DATA below:
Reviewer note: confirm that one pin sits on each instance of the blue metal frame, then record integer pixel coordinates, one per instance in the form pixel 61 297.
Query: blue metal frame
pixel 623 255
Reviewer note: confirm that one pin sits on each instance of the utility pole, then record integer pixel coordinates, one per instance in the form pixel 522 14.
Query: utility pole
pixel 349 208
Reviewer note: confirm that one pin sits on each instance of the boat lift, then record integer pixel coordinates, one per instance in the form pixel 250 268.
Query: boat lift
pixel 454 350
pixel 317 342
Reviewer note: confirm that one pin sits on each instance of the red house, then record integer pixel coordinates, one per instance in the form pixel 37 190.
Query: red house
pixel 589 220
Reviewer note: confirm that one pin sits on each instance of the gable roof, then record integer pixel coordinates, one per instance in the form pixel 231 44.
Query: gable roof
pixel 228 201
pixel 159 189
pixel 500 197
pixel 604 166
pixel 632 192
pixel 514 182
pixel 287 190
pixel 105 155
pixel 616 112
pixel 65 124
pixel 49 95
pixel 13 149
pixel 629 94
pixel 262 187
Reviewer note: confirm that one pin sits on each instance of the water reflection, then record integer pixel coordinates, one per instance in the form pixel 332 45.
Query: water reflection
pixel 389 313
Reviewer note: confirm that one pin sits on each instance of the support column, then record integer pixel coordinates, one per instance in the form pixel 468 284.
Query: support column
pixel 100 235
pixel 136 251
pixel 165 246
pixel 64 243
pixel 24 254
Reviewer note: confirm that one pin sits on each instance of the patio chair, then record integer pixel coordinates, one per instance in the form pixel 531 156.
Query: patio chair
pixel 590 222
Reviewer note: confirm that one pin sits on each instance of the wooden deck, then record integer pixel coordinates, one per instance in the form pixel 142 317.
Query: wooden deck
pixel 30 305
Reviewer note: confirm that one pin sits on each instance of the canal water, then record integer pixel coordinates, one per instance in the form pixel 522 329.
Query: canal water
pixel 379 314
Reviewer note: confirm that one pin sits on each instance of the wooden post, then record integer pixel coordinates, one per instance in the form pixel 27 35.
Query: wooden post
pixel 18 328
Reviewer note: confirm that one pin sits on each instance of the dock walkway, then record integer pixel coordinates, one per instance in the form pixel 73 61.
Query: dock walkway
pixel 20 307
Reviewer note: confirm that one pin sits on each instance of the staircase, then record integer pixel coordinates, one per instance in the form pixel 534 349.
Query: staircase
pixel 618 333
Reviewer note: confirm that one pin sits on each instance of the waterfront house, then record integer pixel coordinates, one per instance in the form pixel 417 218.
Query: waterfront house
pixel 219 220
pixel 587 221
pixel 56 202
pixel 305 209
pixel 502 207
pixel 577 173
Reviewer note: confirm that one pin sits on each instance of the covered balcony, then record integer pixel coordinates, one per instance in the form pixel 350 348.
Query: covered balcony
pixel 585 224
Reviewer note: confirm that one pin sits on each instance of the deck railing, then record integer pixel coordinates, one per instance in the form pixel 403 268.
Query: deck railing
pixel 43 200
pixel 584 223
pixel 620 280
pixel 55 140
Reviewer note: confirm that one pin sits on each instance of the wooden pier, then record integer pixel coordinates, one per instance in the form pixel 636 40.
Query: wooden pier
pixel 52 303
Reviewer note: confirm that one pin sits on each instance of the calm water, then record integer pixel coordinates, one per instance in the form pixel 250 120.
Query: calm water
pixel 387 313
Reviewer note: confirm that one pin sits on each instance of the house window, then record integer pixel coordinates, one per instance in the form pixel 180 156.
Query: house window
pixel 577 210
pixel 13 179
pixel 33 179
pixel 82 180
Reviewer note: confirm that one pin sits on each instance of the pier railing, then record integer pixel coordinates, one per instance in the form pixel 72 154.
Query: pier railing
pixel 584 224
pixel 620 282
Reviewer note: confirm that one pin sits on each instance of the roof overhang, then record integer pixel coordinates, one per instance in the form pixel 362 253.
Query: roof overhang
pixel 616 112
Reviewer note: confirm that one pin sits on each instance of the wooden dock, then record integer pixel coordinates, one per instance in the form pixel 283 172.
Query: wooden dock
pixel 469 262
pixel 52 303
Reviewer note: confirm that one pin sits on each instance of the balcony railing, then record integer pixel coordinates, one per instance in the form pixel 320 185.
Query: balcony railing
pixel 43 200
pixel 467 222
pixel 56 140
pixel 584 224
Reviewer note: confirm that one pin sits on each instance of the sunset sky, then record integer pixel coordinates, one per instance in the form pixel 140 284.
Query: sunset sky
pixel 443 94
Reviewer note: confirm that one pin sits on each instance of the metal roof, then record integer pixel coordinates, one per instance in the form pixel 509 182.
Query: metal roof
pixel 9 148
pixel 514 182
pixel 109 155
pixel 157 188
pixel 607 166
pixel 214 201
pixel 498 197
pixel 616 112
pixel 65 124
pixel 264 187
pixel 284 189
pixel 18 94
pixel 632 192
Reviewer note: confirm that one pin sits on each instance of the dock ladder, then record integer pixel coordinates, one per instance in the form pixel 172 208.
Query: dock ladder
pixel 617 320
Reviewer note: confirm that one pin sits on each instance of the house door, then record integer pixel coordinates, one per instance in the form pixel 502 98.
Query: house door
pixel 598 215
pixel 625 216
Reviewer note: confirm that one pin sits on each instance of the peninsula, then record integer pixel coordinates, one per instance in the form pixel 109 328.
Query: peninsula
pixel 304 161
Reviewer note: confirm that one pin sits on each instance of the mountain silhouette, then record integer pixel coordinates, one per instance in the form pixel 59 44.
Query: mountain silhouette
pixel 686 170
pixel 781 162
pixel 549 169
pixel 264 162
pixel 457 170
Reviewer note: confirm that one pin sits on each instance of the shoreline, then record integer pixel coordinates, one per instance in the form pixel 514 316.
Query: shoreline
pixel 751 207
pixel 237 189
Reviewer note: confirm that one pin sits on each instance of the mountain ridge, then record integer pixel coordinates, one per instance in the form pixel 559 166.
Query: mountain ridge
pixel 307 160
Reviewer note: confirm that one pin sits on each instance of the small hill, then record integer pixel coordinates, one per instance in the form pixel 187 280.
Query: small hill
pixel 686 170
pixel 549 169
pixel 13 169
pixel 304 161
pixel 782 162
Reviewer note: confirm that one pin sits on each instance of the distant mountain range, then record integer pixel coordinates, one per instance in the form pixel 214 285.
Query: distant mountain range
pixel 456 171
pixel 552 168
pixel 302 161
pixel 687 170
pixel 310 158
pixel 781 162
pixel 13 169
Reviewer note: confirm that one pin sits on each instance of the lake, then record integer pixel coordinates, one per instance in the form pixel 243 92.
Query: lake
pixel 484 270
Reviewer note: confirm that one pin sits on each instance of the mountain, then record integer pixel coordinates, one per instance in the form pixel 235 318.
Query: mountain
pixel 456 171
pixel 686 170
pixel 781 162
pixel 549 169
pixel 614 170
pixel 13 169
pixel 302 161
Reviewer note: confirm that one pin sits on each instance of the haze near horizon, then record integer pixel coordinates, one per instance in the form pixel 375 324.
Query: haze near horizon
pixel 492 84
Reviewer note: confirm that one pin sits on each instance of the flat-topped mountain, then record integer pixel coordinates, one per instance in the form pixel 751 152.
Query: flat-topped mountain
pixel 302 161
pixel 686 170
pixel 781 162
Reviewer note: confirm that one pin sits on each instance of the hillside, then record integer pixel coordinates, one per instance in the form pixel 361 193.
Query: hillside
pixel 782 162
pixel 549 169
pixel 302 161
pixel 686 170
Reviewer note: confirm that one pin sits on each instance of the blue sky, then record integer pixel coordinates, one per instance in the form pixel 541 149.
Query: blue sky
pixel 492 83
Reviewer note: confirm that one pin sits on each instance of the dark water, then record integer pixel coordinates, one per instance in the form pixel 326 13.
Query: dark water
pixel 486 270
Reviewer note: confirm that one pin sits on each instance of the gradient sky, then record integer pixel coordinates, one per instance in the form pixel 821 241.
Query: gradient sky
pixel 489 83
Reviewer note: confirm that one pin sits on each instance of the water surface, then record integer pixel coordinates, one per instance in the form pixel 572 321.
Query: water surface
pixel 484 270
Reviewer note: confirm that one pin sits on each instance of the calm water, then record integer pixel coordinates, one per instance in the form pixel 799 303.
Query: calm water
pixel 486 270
End of DATA.
* [EXERCISE GOAL]:
The lines to return run from the one containing "pixel 821 241." through the last line of the material above. Please reproduce them exactly.

* [WRITTEN SOLUTION]:
Reviewer note: confirm that one pin sits on each instance of the gradient sky, then record integer pixel coordinates, one per instance in the form pixel 821 241.
Query: gradient sky
pixel 489 83
Reviewer note: confirm that one pin sits on each instance of the water surface, then record integer pixel coordinates, one per instance in the form pixel 572 321.
Query: water surface
pixel 484 270
Reviewer note: confirm that one pin sits on each instance of the calm water, then record integer pixel coordinates, one per instance in the form pixel 799 303.
Query: calm water
pixel 486 270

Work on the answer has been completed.